# [EXERCISE INSTRUCTIONS]
Rewrite the material below with "red mountain" swapped for "rocky peak" wherever it appears, leaving everything else unchanged.

* * * * *

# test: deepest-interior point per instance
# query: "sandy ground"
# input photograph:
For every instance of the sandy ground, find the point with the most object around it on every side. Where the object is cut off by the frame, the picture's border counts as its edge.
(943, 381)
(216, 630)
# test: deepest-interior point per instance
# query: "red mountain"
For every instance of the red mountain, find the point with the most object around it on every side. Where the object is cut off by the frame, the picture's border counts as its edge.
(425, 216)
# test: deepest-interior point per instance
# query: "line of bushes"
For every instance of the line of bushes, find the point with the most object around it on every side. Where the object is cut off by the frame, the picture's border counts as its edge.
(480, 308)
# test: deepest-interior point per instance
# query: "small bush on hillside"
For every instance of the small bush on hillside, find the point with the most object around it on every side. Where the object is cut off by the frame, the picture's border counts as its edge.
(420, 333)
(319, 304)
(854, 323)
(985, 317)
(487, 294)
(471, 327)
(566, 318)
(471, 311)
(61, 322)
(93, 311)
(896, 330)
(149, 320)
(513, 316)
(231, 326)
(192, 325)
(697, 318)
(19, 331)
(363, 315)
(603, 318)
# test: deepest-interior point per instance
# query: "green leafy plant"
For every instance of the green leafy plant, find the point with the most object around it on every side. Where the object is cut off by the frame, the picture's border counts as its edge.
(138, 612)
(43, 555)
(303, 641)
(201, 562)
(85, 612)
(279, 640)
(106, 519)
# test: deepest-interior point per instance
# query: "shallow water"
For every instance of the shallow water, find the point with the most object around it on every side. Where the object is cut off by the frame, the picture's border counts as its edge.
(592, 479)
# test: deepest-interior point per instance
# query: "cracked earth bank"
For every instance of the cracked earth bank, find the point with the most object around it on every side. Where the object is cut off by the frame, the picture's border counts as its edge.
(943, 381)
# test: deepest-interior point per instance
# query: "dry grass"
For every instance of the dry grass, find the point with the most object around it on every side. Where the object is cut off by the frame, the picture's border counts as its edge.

* * * * *

# [RIGHT ANSWER]
# test: deepest-interior point per instance
# query: "sandy ground"
# input photograph:
For every instance of the sandy ground, find the point with the most object around it on every side. Where the object is cut off by the frame, the picture's border counts as its edge.
(943, 381)
(216, 630)
# test: deepest-interior point per instance
# query: "rocky peak"
For every instance of the rocky peak, find the point with the most object around it on every side. Where the object is cut off by the frame, the picture's border counts as its edge.
(425, 216)
# test: deepest-interior point per instance
# query: "line of bushes"
For every instance of the line of bushes, find the point with the most object around it on every side. Where the object is cut off by the frame, the picture's border counts as its edge.
(480, 308)
# test: deepest-interior point per instance
# query: "small bush on hillside"
For every instance of the small bush on hillside, find the point with the most object around it on every side. Where the object is cut off by the frame, the picture's border counts as its edge.
(420, 333)
(319, 304)
(854, 323)
(985, 317)
(487, 294)
(471, 327)
(566, 318)
(471, 311)
(61, 322)
(93, 311)
(896, 330)
(149, 320)
(513, 316)
(231, 326)
(192, 325)
(697, 318)
(19, 331)
(363, 315)
(603, 318)
# test: deepest-interior point per instance
# query: "green leafy plant"
For every instance of the green leafy plant, find the point with the most object around it on every side. Where the object is cut off by the frame, the picture's border counts as its edge.
(138, 612)
(43, 555)
(303, 641)
(201, 562)
(85, 612)
(279, 640)
(106, 519)
# test: deepest-interior point per instance
# query: "shallow water"
For every instance of the shallow water, find the point with the most object around it on every side. Where the object is cut off by the frame, the picture's border counts as its edge.
(592, 479)
# test: deepest-interior point per instance
# query: "cracked earth bank"
For every instance of the cracked earth bank, find the point with the most object around it on every side. Where the object is cut off by the frame, the picture's border counts as its edge.
(943, 381)
# test: deepest-interior point per instance
# query: "dry grass"
For every instance of the dry grass, find the point with the most object around it on every side. Where the object is cut off by the frame, the picture's border counts as its edge.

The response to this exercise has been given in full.